■ TEKSTFRAGMENT
________________________________________

GERECHTSHOF AMSTERDAM

Afdeling civiel recht en belastingrecht
Team III (familie- en jeugdrecht)
zaaknummer : 200.307.738/01 KG
zaaknummer rechtbank : C/13/710670 / KG ZA 21-992 HH/MAH
arrest van de meervoudige familiekamer van 30 juli 2024
inzake
[de man] ,
wonende te [plaats A] ,
appellant,
tevens incidenteel geïntimeerde,
advocaat mr. R.M. Berendsen te Amsterdam,
tegen
[de vrouw] ,
wonende te [plaats B] , Oostenrijk,
geïntimeerde,
tevens incidenteel appellante,
advocaat mr. M.W. Renzen te Rotterdam.
Partijen worden hierna [de man] en [de vrouw] genoemd.

1.Het geding in hoger beroep

[de man] is bij dagvaarding van 24 februari 2022 in hoger beroep gekomen van een vonnis van de voorzieningenrechter in de rechtbank Amsterdam (hierna: de voorzieningenrechter) van 28 januari 2022, in kort geding gewezen tussen [de vrouw] als eiseres in conventie, tevens verweerster in reconventie, en [de man] als gedaagde in conventie, tevens eiser in reconventie.
De appeldagvaarding bevat de grieven.
Partijen hebben daarna de volgende stukken ingediend:
- memorie van antwoord tevens houdende incidenteel hoger beroep, met producties;
- memorie van antwoord in incidenteel appel, met producties.
[de man] heeft
in principaal appelgeconcludeerd dat het hof bij arrest, uitvoerbaar bij voorraad, het bestreden vonnis voor zover het in reconventie is gewezen, vernietigt, en de eis in reconventie in eerste aanleg alsnog helemaal toewijst, met veroordeling van [de vrouw] in de proceskosten in eerste aanleg en in hoger beroep, te vermeerderen met wettelijke rente en nakosten.

________________________________________

■ OPDRACHTEN
[1] Beantwoord deze vragen over het arrest:
(a) Op welke datum is het arrest gewezen?
(b) In welk land woont [de vrouw]?
(c) Wie is de advocaat van [de man], en in welke plaats?
[2] Citeer uit het arrest het stuk dat begint bij "[de man] is" en eindigt bij "eiser in reconventie.".
[3] Vat de alinea die begint met "[de man] is bij dagvaarding van 24 februari 2022" korter samen in je eigen woorden.
De rijen heb je hier niet nodig.

________________________________________

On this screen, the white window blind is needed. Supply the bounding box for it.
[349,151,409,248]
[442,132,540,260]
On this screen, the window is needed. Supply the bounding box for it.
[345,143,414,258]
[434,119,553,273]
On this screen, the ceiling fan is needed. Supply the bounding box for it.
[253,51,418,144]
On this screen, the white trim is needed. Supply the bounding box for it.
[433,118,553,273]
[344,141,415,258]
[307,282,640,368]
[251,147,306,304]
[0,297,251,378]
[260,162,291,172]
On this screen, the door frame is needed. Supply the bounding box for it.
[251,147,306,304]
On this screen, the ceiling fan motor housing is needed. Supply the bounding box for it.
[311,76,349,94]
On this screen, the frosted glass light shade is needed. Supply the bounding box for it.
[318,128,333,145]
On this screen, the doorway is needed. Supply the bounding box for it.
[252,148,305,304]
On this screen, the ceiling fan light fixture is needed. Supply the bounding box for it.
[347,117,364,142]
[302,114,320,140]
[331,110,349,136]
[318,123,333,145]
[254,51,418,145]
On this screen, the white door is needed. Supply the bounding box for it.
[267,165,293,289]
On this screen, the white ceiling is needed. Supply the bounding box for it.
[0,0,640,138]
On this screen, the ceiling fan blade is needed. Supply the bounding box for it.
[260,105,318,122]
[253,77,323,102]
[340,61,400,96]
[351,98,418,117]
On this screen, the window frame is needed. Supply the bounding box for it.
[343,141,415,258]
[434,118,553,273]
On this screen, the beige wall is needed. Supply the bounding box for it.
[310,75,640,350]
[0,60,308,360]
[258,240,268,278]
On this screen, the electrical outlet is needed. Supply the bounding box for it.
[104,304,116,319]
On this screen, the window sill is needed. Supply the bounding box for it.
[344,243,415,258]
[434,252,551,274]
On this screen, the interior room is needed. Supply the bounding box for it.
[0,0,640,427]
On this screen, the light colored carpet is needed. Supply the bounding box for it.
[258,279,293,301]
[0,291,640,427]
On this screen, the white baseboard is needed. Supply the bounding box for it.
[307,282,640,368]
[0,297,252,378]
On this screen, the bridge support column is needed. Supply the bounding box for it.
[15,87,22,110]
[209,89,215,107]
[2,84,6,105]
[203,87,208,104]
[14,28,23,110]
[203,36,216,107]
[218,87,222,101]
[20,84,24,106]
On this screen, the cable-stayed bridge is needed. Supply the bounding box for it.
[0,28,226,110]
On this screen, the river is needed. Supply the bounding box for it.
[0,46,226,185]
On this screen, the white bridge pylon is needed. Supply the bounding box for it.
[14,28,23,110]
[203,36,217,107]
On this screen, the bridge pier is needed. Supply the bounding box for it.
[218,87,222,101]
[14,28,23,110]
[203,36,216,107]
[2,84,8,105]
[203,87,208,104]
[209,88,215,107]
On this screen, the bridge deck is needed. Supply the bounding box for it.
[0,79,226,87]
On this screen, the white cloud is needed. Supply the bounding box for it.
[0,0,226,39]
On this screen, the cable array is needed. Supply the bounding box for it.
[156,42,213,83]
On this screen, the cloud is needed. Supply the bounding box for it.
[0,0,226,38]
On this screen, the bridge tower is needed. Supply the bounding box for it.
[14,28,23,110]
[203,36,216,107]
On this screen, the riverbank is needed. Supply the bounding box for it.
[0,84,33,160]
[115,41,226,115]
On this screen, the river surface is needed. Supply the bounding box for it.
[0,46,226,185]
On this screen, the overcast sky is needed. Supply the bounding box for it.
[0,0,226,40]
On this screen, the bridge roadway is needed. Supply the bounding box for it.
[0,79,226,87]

________________________________________

■ ANTWOORDEN
[1]
(a) Op 30 juli 2024.
(b) In Oostenrijk.
(c) Mr. R.M. Berendsen, te Amsterdam.

[2]
[de man] is bij dagvaarding van 24 februari 2022 in hoger beroep gekomen van een vonnis van de voorzieningenrechter in de rechtbank Amsterdam (hierna: de voorzieningenrechter) van 28 januari 2022, in kort geding gewezen tussen [de vrouw] als eiseres in conventie, tevens verweerster in reconventie, en [de man] als gedaagde in conventie, tevens eiser in reconventie.

[3] Op 24 februari 2022 ging [de man] met een dagvaarding in hoger beroep tegen het kortgedingvonnis van 28 januari 2022. Dat vonnis kwam van de voorzieningenrechter in de rechtbank Amsterdam. In die zaak was [de vrouw] eiseres in conventie en verweerster in reconventie. [De man] was gedaagde in conventie en eiser in reconventie.